EXERCISE OBJECTIVE: Take every line from the listing below that contains "tight".

SOURCE INFORMATION:
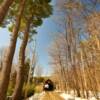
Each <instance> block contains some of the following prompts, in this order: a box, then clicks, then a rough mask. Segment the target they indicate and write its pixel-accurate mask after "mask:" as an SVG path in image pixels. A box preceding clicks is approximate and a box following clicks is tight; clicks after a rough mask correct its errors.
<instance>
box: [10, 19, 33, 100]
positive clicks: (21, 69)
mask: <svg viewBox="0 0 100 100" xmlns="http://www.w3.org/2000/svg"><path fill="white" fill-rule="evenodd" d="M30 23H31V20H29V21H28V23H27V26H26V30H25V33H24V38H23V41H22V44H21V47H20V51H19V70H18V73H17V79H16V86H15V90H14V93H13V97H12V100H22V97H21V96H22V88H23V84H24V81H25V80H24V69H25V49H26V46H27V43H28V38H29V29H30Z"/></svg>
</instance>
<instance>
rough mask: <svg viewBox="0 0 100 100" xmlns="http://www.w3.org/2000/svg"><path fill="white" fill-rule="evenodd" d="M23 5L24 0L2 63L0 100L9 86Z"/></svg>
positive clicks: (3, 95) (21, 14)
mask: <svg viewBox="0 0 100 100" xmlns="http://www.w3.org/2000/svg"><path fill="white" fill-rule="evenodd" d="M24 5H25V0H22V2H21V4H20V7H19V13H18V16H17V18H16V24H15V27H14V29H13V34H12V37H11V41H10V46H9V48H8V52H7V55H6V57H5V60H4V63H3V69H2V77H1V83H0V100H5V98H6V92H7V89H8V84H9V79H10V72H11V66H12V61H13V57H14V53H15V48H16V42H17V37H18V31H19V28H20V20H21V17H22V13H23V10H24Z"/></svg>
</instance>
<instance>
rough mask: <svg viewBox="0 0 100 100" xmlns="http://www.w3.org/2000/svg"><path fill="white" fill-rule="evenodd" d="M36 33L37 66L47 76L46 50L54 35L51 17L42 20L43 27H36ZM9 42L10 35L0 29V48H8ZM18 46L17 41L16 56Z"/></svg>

...

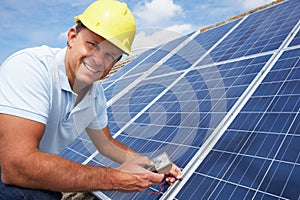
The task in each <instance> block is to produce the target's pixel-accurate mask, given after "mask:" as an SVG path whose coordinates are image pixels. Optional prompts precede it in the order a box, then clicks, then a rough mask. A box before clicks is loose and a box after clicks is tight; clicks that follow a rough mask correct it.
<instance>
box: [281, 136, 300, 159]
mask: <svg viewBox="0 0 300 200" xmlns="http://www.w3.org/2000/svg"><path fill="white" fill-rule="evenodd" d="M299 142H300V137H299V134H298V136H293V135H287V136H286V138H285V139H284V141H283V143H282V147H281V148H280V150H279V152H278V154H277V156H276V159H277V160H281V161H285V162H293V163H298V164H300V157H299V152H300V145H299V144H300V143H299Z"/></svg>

TASK SOLUTION:
Each <instance> block contains some of the following prompts, in this order: a box, then clicks, then a rough mask. Segment the target they indicate and write its pixel-accurate mask after "mask:" as an SVG path in image pixels. A box preceding clicks is approximate and a box following clicks is tight; clicks after a rough mask correct its errors.
The task in each <instance> block is to produce the target's pixel-accurate mask, given after "mask:" as an SVG path whose coordinates are image pixels. Optional prompts precede it in the order a box, then clicks, then a rough mask. A box before clicks is loose and a box after clicks is tight; clicks that follow a rough mask correct it.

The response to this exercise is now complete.